_WORK TO DO_
Take the line that contains "Camera-trap review: tag the locomotive smokestack" and every line after it in the material below, and quote them exactly.

begin EXERCISE INPUTS

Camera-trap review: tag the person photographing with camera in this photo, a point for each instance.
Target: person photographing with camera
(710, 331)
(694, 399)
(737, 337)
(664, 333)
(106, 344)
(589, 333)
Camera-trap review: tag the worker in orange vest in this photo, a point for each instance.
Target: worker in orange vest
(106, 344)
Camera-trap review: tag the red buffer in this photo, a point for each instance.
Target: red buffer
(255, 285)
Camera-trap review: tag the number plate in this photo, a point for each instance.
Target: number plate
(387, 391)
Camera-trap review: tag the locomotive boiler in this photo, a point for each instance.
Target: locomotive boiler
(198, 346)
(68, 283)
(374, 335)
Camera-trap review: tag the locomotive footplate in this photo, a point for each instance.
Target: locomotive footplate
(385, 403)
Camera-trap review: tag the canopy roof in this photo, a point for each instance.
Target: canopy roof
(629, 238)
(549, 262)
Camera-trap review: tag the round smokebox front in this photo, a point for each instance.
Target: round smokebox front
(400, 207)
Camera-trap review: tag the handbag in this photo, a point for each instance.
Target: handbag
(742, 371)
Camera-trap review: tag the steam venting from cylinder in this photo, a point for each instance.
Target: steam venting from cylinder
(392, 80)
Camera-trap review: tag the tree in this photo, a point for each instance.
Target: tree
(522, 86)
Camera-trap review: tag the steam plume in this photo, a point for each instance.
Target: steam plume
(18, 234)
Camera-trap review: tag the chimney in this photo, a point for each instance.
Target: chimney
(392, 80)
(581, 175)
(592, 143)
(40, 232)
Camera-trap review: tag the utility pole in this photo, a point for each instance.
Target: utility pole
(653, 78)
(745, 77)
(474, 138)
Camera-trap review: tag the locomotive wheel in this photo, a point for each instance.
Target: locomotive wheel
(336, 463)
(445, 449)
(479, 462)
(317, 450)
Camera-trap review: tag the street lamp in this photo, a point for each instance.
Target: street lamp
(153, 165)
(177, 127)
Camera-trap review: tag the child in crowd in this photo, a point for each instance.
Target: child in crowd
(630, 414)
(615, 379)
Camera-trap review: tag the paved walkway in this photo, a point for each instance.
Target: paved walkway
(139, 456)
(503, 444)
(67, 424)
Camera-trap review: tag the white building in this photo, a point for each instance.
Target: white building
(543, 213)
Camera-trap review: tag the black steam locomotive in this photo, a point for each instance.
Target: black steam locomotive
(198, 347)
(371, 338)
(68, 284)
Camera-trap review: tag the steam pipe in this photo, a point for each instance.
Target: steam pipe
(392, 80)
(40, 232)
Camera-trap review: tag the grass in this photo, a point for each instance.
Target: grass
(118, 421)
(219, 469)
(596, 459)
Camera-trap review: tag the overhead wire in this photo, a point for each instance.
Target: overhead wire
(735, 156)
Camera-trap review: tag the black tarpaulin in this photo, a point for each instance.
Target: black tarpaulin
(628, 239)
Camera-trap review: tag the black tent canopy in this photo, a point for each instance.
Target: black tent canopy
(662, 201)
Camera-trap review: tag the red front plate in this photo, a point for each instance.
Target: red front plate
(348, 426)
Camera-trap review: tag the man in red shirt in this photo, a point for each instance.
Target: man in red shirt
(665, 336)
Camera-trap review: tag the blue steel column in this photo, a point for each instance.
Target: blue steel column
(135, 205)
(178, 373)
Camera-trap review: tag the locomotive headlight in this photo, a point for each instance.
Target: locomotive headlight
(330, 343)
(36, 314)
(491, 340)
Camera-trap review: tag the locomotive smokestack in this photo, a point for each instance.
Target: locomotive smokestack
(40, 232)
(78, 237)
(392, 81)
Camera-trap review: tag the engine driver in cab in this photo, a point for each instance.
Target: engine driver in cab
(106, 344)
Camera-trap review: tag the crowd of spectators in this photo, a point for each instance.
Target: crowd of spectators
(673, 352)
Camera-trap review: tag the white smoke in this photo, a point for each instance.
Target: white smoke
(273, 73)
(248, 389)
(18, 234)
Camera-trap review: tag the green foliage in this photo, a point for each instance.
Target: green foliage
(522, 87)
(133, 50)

end EXERCISE INPUTS

_FULL ANSWER_
Camera-trap review: tag the locomotive smokestack in this photo, a point for each instance.
Target: locomotive smokestack
(40, 232)
(78, 237)
(392, 81)
Camera-trap review: tag the engine driver in cab in this photo, a point for each instance.
Target: engine driver in cab
(106, 344)
Camera-trap review: tag the crowd of spectators in this photo, a point for each instance.
Target: crowd of spectators
(673, 352)
Camera-trap review: tag the white smoke in this photo, a point for each instance.
Target: white smoke
(273, 73)
(248, 389)
(18, 234)
Camera-trap review: tag the green foliage in this photo, a point for each instance.
Target: green foliage
(522, 87)
(133, 50)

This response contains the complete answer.